Could you reproduce word for word the passage below on NBC's flexible scheduling for Sunday Night Football?

# PAGE EXTRACT:
######

NBC’s Sunday Night Football package gives it flexible scheduling. For the last seven weeks of the season, the games are determined on 12-day notice, 6-day notice for Week 17.
The first year, no game was listed in the Sunday Night slot, only a notation that one game could move there. Now, NBC lists the game it “tentatively” schedules for each night. However, the NFL is in charge of moving games to prime time.
Here are the rules from the NFL web site (note that this was originally written with the 2007 season in mind and has been only iteratively and incompletely edited since then, hence why at one point it still says late games start at 4:15 ET instead of 4:25):
- Begins Sunday of Week 5
- In effect during Weeks 5-17
- Up to 2 games may be flexed into Sunday Night between Weeks 5-10
- Only Sunday afternoon games are subject to being moved into the Sunday night window.
- The game that has been tentatively scheduled for Sunday night during flex weeks will be listed at 8:15 p.m. ET.
- The majority of games on Sundays will be listed at 1:00 p.m. ET during flex weeks except for games played in Pacific or Mountain Time zones which will be listed at 4:05 or 4:15 p.m. ET.
- No impact on Thursday, Saturday or Monday night games.

######

# EXTRACTED INFORMATION:
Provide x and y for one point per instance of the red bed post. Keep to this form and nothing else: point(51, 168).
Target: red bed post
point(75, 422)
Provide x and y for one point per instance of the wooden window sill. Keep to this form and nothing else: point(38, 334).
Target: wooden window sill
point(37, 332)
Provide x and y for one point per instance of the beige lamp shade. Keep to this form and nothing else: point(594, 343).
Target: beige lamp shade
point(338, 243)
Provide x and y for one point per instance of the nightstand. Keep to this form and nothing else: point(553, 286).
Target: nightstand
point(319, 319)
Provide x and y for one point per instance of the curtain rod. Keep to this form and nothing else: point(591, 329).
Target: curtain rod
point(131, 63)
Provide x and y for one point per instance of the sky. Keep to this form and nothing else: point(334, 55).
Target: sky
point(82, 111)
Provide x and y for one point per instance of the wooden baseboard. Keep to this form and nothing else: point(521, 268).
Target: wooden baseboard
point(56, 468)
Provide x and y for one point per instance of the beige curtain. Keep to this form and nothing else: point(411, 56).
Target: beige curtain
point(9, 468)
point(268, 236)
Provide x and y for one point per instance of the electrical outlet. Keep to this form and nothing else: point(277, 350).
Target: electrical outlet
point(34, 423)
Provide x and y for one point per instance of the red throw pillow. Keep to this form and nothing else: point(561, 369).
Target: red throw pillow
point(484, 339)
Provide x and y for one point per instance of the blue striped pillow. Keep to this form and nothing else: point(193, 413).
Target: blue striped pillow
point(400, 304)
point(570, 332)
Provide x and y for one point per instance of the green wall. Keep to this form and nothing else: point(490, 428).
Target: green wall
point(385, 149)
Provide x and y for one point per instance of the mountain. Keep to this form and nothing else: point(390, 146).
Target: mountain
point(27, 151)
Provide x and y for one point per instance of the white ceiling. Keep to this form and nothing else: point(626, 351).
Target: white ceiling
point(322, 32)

######

# RESULT:
NBC’s Sunday Night Football package gives it flexible scheduling. For the last seven weeks of the season, the games are determined on 12-day notice, 6-day notice for Week 17.
The first year, no game was listed in the Sunday Night slot, only a notation that one game could move there. Now, NBC lists the game it “tentatively” schedules for each night. However, the NFL is in charge of moving games to prime time.
Here are the rules from the NFL web site (note that this was originally written with the 2007 season in mind and has been only iteratively and incompletely edited since then, hence why at one point it still says late games start at 4:15 ET instead of 4:25):
- Begins Sunday of Week 5
- In effect during Weeks 5-17
- Up to 2 games may be flexed into Sunday Night between Weeks 5-10
- Only Sunday afternoon games are subject to being moved into the Sunday night window.
- The game that has been tentatively scheduled for Sunday night during flex weeks will be listed at 8:15 p.m. ET.
- The majority of games on Sundays will be listed at 1:00 p.m. ET during flex weeks except for games played in Pacific or Mountain Time zones which will be listed at 4:05 or 4:15 p.m. ET.
- No impact on Thursday, Saturday or Monday night games.